Your assignment: Please return exactly the lines from the one containing "Query: yellow parking line" through the end of the records, including both.
▬▬▬▬▬▬▬▬▬▬
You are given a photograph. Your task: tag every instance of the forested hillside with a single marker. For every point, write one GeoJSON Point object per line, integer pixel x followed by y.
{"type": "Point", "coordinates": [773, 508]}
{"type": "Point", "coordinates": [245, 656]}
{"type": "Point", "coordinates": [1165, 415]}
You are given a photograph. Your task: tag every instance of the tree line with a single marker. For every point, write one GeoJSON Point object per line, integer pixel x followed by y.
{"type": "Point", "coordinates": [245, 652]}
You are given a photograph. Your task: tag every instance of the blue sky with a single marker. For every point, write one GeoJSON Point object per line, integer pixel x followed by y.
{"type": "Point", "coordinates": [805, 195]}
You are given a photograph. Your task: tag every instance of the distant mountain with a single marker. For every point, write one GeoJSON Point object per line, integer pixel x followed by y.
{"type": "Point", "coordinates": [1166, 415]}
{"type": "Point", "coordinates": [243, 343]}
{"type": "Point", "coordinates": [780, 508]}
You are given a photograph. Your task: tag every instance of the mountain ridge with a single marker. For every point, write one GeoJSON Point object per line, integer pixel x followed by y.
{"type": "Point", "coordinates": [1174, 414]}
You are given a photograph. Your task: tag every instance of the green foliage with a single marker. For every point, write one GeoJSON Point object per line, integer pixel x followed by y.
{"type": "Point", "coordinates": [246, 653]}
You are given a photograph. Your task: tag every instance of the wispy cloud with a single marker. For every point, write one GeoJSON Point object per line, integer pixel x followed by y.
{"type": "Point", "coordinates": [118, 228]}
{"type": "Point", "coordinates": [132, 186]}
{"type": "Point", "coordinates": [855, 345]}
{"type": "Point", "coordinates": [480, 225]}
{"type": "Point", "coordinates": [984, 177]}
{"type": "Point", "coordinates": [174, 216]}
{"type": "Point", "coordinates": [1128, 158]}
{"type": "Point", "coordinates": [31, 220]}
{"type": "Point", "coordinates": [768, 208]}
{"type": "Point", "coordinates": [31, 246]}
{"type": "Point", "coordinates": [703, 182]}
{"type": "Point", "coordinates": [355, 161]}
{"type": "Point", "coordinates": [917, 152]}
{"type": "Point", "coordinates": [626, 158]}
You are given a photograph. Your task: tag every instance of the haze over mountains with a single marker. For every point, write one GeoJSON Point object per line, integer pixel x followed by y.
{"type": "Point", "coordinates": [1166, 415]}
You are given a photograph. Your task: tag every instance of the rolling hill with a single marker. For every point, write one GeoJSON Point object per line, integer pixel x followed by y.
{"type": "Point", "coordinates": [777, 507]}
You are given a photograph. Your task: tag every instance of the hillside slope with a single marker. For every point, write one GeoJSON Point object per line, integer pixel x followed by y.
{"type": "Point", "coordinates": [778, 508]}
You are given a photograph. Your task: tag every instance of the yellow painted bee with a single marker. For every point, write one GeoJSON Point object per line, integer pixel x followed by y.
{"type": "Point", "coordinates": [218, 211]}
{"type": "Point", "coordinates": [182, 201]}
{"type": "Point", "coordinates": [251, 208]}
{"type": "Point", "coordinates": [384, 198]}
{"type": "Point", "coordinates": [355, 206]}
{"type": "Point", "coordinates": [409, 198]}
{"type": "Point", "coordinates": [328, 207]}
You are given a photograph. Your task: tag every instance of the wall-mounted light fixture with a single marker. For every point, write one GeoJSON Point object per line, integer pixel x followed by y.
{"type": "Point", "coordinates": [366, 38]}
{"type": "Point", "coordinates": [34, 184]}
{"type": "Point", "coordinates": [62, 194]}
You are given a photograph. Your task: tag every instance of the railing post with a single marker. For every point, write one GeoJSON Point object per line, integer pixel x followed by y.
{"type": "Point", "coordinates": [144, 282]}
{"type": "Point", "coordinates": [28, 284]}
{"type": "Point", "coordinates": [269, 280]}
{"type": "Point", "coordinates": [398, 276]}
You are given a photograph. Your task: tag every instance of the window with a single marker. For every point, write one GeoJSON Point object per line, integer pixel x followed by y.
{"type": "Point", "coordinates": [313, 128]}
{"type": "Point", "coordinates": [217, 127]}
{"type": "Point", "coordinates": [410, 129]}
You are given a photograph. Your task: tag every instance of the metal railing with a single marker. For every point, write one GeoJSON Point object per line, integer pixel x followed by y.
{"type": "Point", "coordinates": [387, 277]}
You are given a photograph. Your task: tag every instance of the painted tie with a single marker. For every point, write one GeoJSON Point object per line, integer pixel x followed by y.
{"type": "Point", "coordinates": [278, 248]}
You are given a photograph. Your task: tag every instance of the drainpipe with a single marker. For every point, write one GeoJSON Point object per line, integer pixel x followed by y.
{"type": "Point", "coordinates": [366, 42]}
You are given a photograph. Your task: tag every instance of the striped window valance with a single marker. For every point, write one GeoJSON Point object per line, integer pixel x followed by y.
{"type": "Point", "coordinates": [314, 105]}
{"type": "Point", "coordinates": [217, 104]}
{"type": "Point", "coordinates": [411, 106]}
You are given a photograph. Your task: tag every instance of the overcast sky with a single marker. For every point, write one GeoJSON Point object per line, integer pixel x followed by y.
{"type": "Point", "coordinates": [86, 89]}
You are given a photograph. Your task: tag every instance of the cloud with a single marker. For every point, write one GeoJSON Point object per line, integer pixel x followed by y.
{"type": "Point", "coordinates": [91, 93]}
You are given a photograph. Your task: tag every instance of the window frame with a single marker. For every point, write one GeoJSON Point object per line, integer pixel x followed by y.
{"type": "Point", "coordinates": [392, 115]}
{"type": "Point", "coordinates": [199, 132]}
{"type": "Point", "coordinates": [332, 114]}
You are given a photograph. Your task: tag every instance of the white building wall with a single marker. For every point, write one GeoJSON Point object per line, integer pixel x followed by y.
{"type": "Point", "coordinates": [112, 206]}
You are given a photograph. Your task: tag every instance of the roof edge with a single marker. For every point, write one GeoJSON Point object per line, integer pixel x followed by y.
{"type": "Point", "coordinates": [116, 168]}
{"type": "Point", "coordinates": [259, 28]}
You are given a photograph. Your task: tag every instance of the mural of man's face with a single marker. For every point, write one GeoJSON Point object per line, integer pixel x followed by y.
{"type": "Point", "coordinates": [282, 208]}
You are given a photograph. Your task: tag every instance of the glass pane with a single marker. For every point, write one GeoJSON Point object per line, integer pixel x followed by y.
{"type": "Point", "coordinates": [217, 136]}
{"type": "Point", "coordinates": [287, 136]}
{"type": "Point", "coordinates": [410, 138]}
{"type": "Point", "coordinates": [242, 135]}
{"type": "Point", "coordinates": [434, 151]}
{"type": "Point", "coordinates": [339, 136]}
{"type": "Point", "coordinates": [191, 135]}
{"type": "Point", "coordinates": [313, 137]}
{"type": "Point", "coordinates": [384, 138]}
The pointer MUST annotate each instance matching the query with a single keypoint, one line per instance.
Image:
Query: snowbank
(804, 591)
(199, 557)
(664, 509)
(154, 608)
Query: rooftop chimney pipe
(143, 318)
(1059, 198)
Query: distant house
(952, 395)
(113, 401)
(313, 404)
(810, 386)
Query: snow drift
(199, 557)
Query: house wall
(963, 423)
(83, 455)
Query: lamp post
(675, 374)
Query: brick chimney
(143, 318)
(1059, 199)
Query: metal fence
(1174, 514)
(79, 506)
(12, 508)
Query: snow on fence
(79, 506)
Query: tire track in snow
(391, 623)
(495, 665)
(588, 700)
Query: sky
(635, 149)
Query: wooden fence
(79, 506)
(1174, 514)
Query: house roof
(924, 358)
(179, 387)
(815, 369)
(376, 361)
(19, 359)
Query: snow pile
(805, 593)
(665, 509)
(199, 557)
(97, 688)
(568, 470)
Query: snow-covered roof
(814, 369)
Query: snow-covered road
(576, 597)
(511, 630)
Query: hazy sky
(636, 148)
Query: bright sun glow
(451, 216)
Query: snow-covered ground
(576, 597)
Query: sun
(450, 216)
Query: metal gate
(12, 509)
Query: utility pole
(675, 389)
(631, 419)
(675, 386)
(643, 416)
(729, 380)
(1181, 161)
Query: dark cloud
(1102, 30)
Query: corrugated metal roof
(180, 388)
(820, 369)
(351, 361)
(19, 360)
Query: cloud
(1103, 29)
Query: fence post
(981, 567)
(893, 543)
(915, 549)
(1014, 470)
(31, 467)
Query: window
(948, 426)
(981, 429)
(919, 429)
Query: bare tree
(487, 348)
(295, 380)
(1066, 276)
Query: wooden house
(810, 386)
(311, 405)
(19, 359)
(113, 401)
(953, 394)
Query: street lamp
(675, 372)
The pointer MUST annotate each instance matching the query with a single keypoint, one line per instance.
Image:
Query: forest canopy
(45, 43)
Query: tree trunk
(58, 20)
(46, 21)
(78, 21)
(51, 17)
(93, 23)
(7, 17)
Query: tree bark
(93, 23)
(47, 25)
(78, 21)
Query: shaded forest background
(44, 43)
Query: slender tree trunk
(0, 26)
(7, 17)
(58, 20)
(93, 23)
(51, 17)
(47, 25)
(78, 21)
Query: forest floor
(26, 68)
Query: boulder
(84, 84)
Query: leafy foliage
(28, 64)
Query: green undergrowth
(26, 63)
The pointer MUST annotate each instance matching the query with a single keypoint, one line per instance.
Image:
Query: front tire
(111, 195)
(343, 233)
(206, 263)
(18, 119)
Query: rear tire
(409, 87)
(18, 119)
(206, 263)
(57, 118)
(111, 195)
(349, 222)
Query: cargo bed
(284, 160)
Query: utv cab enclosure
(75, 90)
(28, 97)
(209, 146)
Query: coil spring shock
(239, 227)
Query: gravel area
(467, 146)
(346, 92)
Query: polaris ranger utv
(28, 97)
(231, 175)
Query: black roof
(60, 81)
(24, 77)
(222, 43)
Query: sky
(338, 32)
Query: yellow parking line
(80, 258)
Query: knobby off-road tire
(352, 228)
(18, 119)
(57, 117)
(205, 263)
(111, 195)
▬▬▬▬▬▬▬▬▬▬
Answer box:
Query: yellow parking line
(80, 258)
Query: knobby off-road tire
(352, 228)
(18, 119)
(57, 117)
(205, 263)
(111, 195)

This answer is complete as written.